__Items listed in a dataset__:
——————
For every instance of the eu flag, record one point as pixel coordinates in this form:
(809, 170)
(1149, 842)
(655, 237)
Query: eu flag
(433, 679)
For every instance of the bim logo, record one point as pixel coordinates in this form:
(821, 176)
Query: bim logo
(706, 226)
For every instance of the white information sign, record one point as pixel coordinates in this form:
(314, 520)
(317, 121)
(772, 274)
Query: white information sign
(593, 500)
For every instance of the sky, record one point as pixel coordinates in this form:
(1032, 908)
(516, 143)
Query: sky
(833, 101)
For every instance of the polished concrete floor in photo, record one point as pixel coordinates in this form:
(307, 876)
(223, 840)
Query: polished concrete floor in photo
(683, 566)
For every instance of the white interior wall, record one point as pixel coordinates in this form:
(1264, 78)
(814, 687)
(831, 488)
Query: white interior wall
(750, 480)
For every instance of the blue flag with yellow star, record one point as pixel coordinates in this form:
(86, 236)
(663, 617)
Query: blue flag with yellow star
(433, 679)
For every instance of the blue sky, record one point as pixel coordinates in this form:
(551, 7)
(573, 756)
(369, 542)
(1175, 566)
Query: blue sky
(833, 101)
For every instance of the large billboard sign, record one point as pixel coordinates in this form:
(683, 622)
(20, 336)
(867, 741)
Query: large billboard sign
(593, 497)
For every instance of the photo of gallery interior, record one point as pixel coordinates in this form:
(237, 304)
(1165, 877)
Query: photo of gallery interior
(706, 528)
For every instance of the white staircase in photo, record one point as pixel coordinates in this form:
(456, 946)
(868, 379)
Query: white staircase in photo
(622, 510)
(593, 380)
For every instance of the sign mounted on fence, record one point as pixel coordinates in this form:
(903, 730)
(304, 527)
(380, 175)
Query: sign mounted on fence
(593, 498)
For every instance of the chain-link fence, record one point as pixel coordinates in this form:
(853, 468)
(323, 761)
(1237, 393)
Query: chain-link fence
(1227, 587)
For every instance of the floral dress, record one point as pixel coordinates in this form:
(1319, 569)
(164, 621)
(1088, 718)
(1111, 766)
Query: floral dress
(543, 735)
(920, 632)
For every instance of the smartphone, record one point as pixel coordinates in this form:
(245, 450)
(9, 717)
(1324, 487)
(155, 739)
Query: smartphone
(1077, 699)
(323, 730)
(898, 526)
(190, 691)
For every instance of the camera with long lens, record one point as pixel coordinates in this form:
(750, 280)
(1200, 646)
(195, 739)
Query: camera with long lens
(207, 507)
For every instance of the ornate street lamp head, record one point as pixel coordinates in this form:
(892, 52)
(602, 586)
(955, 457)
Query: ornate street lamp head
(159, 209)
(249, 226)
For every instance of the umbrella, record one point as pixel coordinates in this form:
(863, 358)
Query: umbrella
——————
__Instructions for the task__:
Find how many lines above include "umbrella", then write only that count.

__Result__:
2